======== The records

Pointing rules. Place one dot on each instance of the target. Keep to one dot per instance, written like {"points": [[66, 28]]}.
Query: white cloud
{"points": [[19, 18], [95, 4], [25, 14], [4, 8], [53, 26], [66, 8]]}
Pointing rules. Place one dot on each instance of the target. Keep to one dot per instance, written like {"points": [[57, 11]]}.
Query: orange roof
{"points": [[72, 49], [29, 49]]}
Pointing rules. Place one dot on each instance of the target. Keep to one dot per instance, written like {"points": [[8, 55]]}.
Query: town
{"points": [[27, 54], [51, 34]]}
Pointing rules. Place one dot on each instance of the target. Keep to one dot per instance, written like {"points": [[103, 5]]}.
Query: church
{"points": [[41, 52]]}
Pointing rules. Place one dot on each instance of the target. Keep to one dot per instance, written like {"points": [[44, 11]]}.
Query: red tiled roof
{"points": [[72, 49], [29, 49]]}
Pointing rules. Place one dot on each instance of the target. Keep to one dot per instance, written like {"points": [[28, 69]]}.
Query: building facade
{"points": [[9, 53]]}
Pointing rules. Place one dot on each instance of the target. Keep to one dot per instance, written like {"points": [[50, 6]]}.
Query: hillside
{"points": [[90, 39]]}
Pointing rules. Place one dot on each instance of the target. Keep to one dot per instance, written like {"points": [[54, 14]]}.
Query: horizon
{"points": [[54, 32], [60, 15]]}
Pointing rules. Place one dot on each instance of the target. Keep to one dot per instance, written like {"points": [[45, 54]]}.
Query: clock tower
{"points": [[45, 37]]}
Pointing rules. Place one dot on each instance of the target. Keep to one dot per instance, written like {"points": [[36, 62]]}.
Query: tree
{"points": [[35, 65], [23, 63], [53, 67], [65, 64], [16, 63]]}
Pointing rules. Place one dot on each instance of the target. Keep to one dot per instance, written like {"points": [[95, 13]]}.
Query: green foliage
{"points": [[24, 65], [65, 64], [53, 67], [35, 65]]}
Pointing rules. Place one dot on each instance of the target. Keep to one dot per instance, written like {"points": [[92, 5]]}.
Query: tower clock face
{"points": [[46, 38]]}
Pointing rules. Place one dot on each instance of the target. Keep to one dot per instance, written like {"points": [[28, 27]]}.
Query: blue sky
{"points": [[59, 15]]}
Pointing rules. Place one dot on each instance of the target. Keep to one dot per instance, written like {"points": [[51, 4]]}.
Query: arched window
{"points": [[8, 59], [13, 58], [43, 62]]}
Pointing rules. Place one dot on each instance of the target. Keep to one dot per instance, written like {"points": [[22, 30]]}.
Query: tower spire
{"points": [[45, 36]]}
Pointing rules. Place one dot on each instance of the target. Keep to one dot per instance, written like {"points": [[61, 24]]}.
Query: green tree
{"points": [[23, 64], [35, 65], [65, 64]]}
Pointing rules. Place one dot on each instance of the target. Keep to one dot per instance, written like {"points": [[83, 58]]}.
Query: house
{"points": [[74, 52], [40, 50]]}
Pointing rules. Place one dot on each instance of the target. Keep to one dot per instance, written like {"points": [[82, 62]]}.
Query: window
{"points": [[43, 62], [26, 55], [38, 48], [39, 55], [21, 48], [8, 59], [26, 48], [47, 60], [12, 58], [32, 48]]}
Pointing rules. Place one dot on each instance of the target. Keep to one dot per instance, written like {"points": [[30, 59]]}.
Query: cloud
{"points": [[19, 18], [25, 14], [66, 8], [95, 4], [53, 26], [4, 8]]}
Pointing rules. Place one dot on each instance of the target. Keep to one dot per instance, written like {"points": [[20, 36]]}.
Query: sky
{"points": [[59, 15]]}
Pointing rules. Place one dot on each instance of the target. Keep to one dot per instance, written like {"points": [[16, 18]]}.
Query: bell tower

================

• What is required: Your reply should consist of the records, duplicated exactly.

• Task solution:
Pointing rules. Place one dot on each instance of the target. Keep to one dot per instance, written like {"points": [[66, 28]]}.
Query: white cloud
{"points": [[19, 18], [95, 4], [25, 14], [4, 8], [53, 26], [66, 8]]}
Pointing rules. Place one dot on each instance of the target. Keep to one dot per instance, written like {"points": [[57, 11]]}.
Query: orange roof
{"points": [[72, 49], [29, 49]]}
Pointing rules. Place one dot on each instance of the target. Keep to one dot per instance, written like {"points": [[8, 55]]}.
Query: town
{"points": [[27, 54], [51, 34]]}
Pointing rules. Place one dot on each instance of the target. Keep to one dot per instance, written like {"points": [[103, 5]]}.
Query: church
{"points": [[41, 52]]}
Pointing rules. Place one dot on each instance of the target. Keep to one dot per instance, written like {"points": [[44, 11]]}.
Query: red tiled roof
{"points": [[72, 49], [29, 49]]}
Pointing rules. Place one dot on each instance of the target. Keep to one dot per instance, written like {"points": [[28, 69]]}.
Query: building facade
{"points": [[9, 53]]}
Pointing rules. Place one dot on each instance of the target. Keep to one dot per instance, written like {"points": [[50, 6]]}.
Query: hillside
{"points": [[90, 39]]}
Pointing rules. Place one dot on each instance of the target. Keep to one dot per instance, written like {"points": [[54, 14]]}.
Query: horizon
{"points": [[54, 32], [60, 15]]}
Pointing rules. Place one dot on each instance of the target. Keep to one dot per instance, written like {"points": [[45, 54]]}.
Query: clock tower
{"points": [[45, 37]]}
Pointing rules. Place one dot on each instance of the target. Keep to one dot per instance, written like {"points": [[36, 62]]}.
Query: tree
{"points": [[35, 65], [23, 63], [53, 67], [65, 64], [16, 63]]}
Pointing rules. Place one dot on each instance of the target. Keep to one dot per instance, written like {"points": [[95, 13]]}.
Query: green foliage
{"points": [[24, 65], [65, 64], [53, 67], [35, 65]]}
Pointing rules. Place one dot on each instance of the target. Keep to one dot per instance, written like {"points": [[92, 5]]}.
Query: tower clock face
{"points": [[46, 38]]}
Pointing rules. Place one dot on each instance of the target. Keep to one dot per instance, written like {"points": [[28, 27]]}.
Query: blue sky
{"points": [[59, 15]]}
Pointing rules. Place one dot on each instance of the target. Keep to one dot per instance, written like {"points": [[51, 4]]}.
Query: arched window
{"points": [[8, 59], [13, 58], [43, 62]]}
Pointing rules. Place one dot on each instance of the target. Keep to one dot per instance, written like {"points": [[22, 30]]}.
Query: tower spire
{"points": [[45, 36]]}
Pointing rules. Place one dot on each instance of the target. Keep to one dot per instance, written like {"points": [[61, 24]]}.
Query: green tree
{"points": [[23, 64], [35, 65], [65, 64]]}
Pointing rules. Place one dot on each instance of the target. Keep to one dot per instance, written like {"points": [[83, 58]]}.
Query: house
{"points": [[74, 52], [40, 50]]}
Pointing rules. Place one dot on each instance of the target. Keep to one dot per instance, written like {"points": [[82, 62]]}.
Query: window
{"points": [[43, 62], [26, 55], [38, 48], [39, 55], [21, 48], [8, 59], [26, 48], [47, 60], [12, 58], [32, 48]]}
Pointing rules. Place one dot on each instance of the target. Keep to one dot per instance, written like {"points": [[30, 59]]}.
Query: cloud
{"points": [[19, 18], [25, 14], [66, 8], [95, 4], [53, 26], [4, 8]]}
Pointing rules. Place one dot on each instance of the target. Keep to one dot per instance, written like {"points": [[20, 36]]}.
Query: sky
{"points": [[59, 15]]}
Pointing rules. Place one dot on each instance of the target. Keep to one dot per instance, written like {"points": [[16, 18]]}.
Query: bell tower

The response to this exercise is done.